• WHAT TO DO: Transcribe every line of the records verbatim.

• RECORDS FOR THIS EXERCISE:
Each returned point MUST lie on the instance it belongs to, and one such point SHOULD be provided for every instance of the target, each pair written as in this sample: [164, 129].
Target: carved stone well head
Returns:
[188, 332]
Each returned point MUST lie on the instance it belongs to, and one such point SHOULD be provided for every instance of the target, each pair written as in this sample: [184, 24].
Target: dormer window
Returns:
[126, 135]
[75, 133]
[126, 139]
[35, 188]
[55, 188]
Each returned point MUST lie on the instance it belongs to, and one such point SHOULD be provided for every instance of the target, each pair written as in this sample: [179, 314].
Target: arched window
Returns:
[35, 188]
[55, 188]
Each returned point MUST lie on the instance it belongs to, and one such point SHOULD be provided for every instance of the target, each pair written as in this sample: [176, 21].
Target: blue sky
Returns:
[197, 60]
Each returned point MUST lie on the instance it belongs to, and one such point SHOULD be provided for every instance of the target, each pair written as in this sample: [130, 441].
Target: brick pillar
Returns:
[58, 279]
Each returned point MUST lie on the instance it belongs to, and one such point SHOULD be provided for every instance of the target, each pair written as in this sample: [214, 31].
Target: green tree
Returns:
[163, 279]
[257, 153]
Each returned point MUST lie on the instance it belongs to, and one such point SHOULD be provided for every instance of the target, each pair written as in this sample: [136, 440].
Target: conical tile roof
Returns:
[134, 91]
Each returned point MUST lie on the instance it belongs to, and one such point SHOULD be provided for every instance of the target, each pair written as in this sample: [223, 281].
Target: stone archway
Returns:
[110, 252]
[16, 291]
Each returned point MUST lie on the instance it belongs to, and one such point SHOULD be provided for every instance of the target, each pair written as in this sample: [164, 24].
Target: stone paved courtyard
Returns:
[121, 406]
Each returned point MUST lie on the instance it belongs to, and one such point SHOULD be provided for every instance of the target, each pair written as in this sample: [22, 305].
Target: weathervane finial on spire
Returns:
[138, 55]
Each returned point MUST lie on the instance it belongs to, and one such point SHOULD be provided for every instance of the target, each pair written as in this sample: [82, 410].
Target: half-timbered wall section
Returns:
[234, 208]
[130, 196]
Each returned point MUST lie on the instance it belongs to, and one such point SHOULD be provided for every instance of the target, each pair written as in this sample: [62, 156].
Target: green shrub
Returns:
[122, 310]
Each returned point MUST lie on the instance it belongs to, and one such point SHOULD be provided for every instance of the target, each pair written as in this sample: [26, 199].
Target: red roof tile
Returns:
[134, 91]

• EXERCISE OUTPUT:
Each returned point MUST lie on the instance it belongs to, and one such point SHOULD be provided for every instance of the target, each pair written as in this sample: [164, 129].
Target: carved stone well head
Returns:
[188, 332]
Each returned point MUST lie on the instance it belongs to, and one such point SHOULD be provided for every instance of the target, each pair written as in this sample: [184, 24].
Target: dormer window
Returns:
[126, 135]
[75, 133]
[126, 139]
[35, 188]
[55, 188]
Each returned point MUST lie on the instance it belongs to, and one such point SHOULD be provided for every instance of the target, each pair written as in this sample: [179, 314].
Target: arched window
Returns:
[35, 188]
[55, 188]
Each returned point MUST lie on the instance it belongs to, and one such point SHOULD be provided for every instance of the target, each pair written as in this sample: [176, 21].
Target: blue sky
Returns:
[197, 60]
Each returned point MUST lie on the instance it belongs to, and one such point SHOULD be provided for every instance of the target, each pair written as in this sample: [130, 441].
Target: brick pillar
Returns:
[58, 279]
Each returned point MUST lie on the instance it belongs to, and one such point SHOULD be provided for every instance of the target, each pair written as in this sample: [214, 31].
Target: green tree
Returns:
[163, 279]
[257, 153]
Each returned point MUST lie on the instance it belongs to, and one such point SHOULD be provided for every instance of the target, each pair written as in this sample: [136, 440].
Target: conical tile roof
Returns:
[134, 91]
Each returned point MUST lie on the instance it belongs to, and one such point SHOULD be provided for every instance of the target, each pair written as in this sample: [223, 281].
Target: stone archway
Returns:
[110, 252]
[16, 291]
Each returned point MUST lie on the instance it belongs to, and one such point SHOULD be provided for every instance of the target, each pair written as in this sample: [164, 24].
Target: stone paved courtyard
Returns:
[121, 406]
Each returned point MUST lie on the instance it belongs to, and one such point SHOULD be provided for every instance of the target, each pair written as in this sample: [22, 305].
Target: weathervane finial on spire
Returns:
[138, 55]
Each returned point MUST lie on the instance it belongs to, and one such point SHOULD be provided for every instance of the target, each pair written as in this sample: [82, 410].
Target: half-timbered wall section
Returns:
[234, 208]
[130, 196]
Each returned point MUST lie on the instance it belongs to, and one such point SHOULD be provided for every instance of the target, each pair written as in this sample: [62, 156].
Target: green shrub
Returns:
[122, 310]
Each returned point MUST lie on the instance it belongs to, and one such point SHOULD be provided for every instance of the target, each pair written as in this sample: [26, 199].
Target: red roof tile
Returns:
[134, 91]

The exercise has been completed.